◆ What is required
Please lay out the entries from the line with "point: boy in navy shirt" up to and including the line with "(1118, 507)" as a Markdown table with two columns, Row for a running number and Line for the line itself. Leave out any blank lines.

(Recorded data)
|---|
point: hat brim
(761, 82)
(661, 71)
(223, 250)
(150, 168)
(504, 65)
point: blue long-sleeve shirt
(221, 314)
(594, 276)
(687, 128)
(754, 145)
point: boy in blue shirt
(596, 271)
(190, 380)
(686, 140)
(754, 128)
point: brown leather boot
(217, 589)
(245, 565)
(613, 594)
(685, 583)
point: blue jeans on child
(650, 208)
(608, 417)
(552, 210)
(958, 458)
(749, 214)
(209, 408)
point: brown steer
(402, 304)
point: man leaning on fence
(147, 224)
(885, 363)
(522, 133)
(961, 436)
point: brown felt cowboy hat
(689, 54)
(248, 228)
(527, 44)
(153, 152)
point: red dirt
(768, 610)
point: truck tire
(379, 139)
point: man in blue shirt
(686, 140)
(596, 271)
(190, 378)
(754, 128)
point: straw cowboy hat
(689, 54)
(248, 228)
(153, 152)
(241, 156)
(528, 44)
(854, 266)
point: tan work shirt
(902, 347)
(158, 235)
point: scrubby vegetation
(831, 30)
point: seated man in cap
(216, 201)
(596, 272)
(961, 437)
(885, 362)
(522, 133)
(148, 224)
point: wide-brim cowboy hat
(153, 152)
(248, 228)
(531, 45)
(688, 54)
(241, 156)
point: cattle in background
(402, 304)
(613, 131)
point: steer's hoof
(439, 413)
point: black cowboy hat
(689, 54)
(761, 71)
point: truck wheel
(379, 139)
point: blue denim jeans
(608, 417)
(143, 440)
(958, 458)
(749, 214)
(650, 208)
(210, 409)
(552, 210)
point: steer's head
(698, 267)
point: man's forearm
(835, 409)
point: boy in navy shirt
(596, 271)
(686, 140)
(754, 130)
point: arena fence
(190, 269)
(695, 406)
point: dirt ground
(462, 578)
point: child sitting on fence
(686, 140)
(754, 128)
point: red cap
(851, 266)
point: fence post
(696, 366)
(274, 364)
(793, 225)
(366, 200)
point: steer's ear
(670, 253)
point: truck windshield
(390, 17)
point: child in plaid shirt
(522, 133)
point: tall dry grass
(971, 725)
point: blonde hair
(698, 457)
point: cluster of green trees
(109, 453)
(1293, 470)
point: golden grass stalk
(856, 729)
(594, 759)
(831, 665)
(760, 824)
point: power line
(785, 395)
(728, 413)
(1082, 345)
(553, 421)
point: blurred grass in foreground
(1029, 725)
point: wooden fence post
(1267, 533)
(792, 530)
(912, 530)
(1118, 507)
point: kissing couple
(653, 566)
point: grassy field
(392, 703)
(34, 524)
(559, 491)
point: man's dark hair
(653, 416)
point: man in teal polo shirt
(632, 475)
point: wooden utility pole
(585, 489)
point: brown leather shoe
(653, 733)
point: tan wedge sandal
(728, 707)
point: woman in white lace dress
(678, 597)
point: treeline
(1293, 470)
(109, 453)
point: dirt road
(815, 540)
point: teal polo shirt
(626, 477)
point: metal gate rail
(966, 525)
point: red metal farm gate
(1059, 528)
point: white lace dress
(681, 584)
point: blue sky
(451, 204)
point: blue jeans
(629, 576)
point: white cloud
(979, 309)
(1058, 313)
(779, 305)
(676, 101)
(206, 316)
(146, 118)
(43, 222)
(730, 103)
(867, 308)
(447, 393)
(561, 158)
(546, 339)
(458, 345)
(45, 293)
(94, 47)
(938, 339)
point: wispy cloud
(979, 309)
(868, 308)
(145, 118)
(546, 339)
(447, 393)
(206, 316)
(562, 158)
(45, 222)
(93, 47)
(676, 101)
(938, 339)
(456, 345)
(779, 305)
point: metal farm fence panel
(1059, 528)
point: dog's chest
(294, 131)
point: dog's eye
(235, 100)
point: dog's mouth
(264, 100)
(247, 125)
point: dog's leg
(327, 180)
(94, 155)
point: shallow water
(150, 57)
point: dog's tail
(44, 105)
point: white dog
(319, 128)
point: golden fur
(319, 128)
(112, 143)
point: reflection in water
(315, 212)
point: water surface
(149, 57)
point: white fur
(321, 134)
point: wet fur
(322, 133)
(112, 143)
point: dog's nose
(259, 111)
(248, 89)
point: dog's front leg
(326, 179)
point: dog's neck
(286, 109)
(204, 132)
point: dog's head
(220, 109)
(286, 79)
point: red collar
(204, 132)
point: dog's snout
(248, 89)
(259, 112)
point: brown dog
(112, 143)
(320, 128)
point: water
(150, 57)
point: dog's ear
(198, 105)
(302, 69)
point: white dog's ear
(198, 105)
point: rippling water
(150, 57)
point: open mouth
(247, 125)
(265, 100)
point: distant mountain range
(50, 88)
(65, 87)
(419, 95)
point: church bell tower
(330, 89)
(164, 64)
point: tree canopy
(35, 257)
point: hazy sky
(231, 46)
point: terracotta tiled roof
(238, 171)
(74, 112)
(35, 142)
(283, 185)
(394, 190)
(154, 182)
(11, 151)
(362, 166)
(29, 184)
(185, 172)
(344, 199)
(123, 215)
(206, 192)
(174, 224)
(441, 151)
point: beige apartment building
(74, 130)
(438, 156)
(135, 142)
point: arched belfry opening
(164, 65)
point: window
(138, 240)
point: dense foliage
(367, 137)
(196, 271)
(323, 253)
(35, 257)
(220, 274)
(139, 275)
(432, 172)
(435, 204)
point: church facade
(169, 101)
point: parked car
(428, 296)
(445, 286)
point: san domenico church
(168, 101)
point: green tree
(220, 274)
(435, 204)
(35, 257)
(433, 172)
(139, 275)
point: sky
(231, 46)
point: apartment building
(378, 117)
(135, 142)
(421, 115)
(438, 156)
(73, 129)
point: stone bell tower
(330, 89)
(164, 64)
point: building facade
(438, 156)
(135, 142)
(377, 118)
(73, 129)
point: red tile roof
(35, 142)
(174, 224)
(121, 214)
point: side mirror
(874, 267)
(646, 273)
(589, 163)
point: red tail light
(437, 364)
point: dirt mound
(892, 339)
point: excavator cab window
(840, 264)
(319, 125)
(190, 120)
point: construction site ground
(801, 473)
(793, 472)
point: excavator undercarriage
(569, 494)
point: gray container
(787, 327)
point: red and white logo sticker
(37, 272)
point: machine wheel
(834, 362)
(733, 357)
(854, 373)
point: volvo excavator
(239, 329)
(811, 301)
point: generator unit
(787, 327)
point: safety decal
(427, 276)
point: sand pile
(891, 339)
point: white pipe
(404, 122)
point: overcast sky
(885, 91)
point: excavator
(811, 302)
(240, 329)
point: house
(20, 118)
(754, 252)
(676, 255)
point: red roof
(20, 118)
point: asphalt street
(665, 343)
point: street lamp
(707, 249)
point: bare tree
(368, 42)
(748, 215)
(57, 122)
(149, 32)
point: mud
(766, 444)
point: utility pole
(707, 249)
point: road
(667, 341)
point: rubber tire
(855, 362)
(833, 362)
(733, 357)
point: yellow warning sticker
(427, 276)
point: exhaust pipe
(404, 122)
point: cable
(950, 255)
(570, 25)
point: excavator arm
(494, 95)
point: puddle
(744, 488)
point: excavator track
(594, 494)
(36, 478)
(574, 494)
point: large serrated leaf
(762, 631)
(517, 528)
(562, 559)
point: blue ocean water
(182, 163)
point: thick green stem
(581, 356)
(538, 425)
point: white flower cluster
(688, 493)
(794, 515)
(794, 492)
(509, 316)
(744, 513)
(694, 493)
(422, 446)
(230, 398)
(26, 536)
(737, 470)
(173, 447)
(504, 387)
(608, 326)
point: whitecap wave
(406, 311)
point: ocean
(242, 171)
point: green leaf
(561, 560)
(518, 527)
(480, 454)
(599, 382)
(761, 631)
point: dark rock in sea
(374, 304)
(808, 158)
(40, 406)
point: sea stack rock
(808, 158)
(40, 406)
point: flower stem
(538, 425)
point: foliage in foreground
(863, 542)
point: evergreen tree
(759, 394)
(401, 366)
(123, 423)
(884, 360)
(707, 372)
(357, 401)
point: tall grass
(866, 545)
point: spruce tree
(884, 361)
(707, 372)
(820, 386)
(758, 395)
|---|
◆ Result for this exercise
| Row | Line |
|---|---|
| 1 | point: boy in navy shirt |
| 2 | (596, 271) |
| 3 | (686, 140) |
| 4 | (754, 130) |
| 5 | point: arena fence |
| 6 | (190, 269) |
| 7 | (695, 406) |
| 8 | point: dirt ground |
| 9 | (462, 578) |
| 10 | point: child sitting on fence |
| 11 | (686, 140) |
| 12 | (754, 128) |
| 13 | point: red cap |
| 14 | (851, 266) |
| 15 | point: fence post |
| 16 | (696, 366) |
| 17 | (274, 364) |
| 18 | (793, 225) |
| 19 | (366, 200) |
| 20 | point: steer's ear |
| 21 | (670, 253) |
| 22 | point: truck windshield |
| 23 | (390, 17) |
| 24 | point: child in plaid shirt |
| 25 | (522, 133) |
| 26 | point: tall dry grass |
| 27 | (971, 725) |
| 28 | point: blonde hair |
| 29 | (698, 457) |
| 30 | point: cluster of green trees |
| 31 | (109, 453) |
| 32 | (1293, 470) |
| 33 | point: golden grass stalk |
| 34 | (856, 729) |
| 35 | (594, 759) |
| 36 | (831, 665) |
| 37 | (760, 824) |
| 38 | point: power line |
| 39 | (785, 395) |
| 40 | (728, 413) |
| 41 | (1082, 345) |
| 42 | (553, 421) |
| 43 | point: blurred grass in foreground |
| 44 | (1029, 725) |
| 45 | point: wooden fence post |
| 46 | (1267, 533) |
| 47 | (792, 530) |
| 48 | (912, 530) |
| 49 | (1118, 507) |